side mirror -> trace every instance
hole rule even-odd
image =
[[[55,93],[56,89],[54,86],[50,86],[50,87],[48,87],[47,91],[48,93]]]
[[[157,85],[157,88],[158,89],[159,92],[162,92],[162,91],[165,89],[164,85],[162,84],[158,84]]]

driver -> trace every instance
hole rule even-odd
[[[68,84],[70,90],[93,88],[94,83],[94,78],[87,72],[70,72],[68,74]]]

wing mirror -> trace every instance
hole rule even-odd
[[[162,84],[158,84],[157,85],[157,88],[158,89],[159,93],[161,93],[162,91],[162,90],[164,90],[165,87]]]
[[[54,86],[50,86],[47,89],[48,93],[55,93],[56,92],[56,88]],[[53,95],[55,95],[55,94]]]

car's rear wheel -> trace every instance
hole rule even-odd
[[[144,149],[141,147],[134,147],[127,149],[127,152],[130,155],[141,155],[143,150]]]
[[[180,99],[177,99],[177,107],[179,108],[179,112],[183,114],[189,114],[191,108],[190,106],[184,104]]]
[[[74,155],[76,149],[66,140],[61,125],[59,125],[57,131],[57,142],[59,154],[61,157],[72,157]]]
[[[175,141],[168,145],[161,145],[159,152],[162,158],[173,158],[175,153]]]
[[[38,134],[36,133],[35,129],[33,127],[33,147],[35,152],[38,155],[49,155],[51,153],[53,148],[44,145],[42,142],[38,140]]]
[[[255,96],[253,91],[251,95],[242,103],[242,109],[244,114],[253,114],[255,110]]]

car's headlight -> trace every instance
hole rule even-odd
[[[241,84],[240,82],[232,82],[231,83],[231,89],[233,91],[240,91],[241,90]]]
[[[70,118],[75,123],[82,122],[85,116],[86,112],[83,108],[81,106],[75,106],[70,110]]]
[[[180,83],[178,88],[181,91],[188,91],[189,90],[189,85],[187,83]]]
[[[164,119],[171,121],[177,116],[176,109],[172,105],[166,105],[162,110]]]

==============================

Directions for this task >> Go back to the listing above and please repeat it exactly.

Task result >>
side mirror -> trace every instance
hole rule even-odd
image =
[[[55,93],[56,89],[54,86],[50,86],[50,87],[48,87],[47,91],[48,93]]]
[[[157,85],[157,88],[158,89],[159,92],[162,92],[162,91],[165,89],[164,85],[162,84],[158,84]]]

driver -> trace every instance
hole rule even-odd
[[[68,84],[70,90],[93,88],[94,83],[94,78],[87,72],[70,72],[68,74]]]

wing mirror -> trace every instance
hole rule even-odd
[[[162,84],[158,84],[157,85],[157,88],[158,89],[159,93],[161,93],[162,91],[162,90],[164,90],[165,87]]]
[[[54,86],[50,86],[47,89],[48,93],[55,93],[56,92],[56,88]],[[53,95],[55,95],[55,94]]]

car's rear wheel -> trace every instance
hole rule even-odd
[[[144,149],[141,147],[134,147],[127,149],[127,152],[130,155],[141,155],[143,150]]]
[[[180,99],[177,99],[177,107],[179,108],[179,112],[183,114],[189,114],[191,108],[190,106],[184,104]]]
[[[74,155],[76,149],[66,140],[61,125],[59,125],[57,131],[57,142],[59,154],[61,157],[72,157]]]
[[[175,141],[168,145],[161,145],[159,152],[162,158],[173,158],[175,153]]]
[[[38,134],[36,133],[35,129],[33,127],[33,147],[35,152],[38,155],[49,155],[51,153],[53,148],[44,145],[42,142],[38,140]]]
[[[255,96],[253,91],[251,95],[242,103],[242,109],[244,114],[253,114],[255,110]]]

car's headlight -> trace every instance
hole rule even-odd
[[[241,84],[240,82],[232,82],[231,83],[231,89],[233,91],[240,91],[241,90]]]
[[[70,118],[75,123],[82,122],[85,116],[86,112],[83,108],[81,106],[75,106],[70,110]]]
[[[180,83],[178,88],[181,91],[188,91],[189,90],[189,85],[187,83]]]
[[[164,119],[171,121],[177,116],[176,109],[172,105],[166,105],[162,110]]]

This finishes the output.